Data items

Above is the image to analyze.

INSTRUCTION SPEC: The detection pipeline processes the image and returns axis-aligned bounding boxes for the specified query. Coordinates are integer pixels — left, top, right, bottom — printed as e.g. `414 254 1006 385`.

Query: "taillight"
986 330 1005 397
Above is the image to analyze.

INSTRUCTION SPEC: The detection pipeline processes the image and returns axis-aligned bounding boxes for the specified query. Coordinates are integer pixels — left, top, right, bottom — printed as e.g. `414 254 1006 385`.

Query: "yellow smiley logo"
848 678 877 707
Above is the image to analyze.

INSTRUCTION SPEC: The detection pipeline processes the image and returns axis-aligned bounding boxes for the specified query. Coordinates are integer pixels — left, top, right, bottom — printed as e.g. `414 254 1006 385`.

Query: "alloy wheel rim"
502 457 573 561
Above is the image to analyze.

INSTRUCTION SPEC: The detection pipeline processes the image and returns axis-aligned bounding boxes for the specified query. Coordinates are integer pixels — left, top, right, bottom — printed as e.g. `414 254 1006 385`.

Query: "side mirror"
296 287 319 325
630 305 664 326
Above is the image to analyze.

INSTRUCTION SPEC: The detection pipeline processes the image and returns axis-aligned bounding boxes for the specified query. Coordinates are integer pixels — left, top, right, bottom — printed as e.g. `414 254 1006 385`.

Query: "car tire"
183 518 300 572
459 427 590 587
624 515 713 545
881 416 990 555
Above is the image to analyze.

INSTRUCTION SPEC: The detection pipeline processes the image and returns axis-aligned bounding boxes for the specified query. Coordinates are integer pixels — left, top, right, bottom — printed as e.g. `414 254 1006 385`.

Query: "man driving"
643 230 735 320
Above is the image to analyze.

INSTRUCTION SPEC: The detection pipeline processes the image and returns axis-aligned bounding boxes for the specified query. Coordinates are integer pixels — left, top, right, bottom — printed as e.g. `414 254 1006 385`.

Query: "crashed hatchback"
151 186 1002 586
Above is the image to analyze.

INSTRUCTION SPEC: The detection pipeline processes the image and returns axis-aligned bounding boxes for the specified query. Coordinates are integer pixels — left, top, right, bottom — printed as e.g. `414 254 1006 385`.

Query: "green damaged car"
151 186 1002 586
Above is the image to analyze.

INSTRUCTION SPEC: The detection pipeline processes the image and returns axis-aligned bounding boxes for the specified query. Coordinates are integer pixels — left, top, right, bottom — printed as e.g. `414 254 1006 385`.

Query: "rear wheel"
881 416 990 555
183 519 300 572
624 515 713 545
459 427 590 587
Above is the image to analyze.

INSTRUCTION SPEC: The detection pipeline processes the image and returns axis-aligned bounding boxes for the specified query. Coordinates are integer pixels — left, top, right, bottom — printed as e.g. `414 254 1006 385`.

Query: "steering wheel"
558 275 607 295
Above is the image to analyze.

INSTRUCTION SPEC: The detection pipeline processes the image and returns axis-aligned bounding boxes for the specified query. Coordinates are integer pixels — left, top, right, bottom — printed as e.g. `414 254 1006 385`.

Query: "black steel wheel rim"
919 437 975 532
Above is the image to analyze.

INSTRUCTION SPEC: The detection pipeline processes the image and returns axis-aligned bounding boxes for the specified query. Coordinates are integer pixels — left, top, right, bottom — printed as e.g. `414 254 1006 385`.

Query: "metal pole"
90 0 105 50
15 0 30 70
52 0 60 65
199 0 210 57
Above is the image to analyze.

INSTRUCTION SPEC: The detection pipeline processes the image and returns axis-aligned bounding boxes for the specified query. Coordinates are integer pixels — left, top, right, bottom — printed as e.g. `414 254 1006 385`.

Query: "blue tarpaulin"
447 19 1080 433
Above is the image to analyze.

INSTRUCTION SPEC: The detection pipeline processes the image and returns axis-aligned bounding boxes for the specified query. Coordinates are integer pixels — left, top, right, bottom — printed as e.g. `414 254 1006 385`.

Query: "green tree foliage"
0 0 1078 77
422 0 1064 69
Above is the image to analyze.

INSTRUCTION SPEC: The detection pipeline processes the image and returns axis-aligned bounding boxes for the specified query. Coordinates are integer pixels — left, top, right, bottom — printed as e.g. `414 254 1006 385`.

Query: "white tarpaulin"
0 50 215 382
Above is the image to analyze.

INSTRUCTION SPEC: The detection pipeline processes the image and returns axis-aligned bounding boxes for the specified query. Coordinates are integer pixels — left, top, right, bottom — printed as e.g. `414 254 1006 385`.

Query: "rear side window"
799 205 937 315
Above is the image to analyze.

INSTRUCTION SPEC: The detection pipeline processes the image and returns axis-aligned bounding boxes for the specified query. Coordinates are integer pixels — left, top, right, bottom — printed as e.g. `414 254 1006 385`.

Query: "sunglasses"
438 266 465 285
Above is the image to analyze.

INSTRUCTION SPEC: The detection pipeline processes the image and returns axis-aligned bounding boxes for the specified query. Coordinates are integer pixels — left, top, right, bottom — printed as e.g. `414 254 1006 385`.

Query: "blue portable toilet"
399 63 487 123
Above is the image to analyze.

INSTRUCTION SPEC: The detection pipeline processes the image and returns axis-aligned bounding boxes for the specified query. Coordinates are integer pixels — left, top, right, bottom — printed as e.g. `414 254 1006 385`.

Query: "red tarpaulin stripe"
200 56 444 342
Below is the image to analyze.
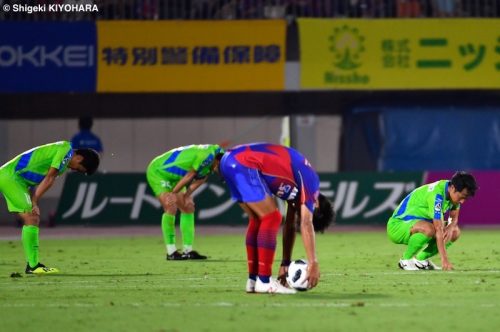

WHAT TO PRODUCE:
Please pick out every line in the entries above that contains the word "side", and copy each one. Case counts.

RESULT FOR THIS TASK:
Query: "side mirror"
Query: "rear side window"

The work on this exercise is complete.